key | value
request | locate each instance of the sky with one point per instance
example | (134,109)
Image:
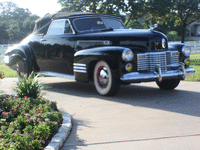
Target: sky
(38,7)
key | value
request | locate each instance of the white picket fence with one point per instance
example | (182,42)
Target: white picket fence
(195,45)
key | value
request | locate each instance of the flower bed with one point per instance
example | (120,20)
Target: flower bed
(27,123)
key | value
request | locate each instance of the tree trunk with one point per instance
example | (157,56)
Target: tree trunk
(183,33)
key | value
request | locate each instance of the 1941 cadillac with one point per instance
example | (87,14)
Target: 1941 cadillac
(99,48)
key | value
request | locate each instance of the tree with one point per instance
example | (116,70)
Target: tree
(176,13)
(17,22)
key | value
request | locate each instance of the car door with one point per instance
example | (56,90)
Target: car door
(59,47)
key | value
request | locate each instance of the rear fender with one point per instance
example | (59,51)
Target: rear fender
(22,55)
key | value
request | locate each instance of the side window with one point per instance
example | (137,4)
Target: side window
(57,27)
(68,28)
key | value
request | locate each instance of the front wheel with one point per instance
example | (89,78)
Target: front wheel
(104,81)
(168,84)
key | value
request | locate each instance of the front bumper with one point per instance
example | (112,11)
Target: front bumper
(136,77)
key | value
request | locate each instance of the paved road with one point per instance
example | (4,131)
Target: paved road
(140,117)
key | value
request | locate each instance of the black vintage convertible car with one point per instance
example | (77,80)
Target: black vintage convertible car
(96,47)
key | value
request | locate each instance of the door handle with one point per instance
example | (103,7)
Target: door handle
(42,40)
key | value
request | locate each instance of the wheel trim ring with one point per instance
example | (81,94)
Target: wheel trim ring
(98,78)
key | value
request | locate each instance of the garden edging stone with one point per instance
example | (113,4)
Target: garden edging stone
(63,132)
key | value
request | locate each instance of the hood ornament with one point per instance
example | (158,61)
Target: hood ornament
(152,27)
--
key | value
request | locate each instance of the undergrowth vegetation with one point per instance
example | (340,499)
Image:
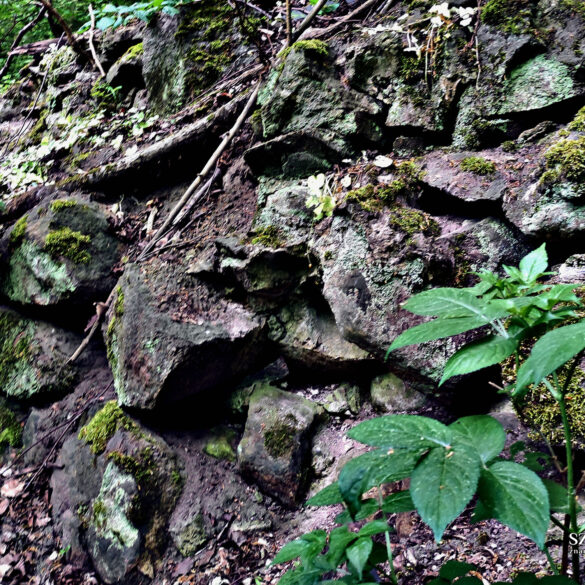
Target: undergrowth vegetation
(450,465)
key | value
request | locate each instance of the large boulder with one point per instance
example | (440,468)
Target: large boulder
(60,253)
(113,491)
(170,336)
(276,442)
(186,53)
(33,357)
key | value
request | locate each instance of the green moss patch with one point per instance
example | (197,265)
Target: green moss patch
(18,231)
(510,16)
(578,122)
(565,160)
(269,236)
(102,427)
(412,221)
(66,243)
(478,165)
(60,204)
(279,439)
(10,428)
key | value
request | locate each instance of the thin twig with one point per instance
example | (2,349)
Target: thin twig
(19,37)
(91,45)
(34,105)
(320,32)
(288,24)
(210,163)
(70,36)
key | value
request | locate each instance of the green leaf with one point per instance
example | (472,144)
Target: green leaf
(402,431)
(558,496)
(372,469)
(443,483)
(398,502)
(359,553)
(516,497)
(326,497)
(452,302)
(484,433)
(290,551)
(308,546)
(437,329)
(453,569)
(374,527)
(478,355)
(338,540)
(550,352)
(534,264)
...
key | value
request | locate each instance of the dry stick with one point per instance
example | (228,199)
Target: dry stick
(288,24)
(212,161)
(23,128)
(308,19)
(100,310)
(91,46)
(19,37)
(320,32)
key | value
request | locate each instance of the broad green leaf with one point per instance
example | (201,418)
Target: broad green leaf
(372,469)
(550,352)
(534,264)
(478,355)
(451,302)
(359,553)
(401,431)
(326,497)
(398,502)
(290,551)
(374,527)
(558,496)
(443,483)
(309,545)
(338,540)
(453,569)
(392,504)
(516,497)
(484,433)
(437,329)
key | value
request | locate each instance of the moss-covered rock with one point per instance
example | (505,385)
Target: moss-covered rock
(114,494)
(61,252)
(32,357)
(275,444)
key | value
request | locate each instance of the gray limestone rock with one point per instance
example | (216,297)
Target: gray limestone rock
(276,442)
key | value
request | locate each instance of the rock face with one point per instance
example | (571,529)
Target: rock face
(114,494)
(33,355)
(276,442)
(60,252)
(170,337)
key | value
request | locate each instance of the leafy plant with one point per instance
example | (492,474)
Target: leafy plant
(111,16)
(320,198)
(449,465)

== TASK ITEM ==
Using the entries above, output exactly the lines between the line holding "example | (505,385)" and the line holding "example | (571,529)", end lines included, and nothing more.

== SOLUTION TO THIS PROBLEM ==
example | (505,385)
Target: moss-covered rock
(114,494)
(61,252)
(32,357)
(275,444)
key | value
request | locate each instance of the gray limestone rock with one point per instance
example | (216,297)
Target: gray limestone rock
(276,442)
key | value
request | locate each instance of the rock face with one point per instance
example | (571,529)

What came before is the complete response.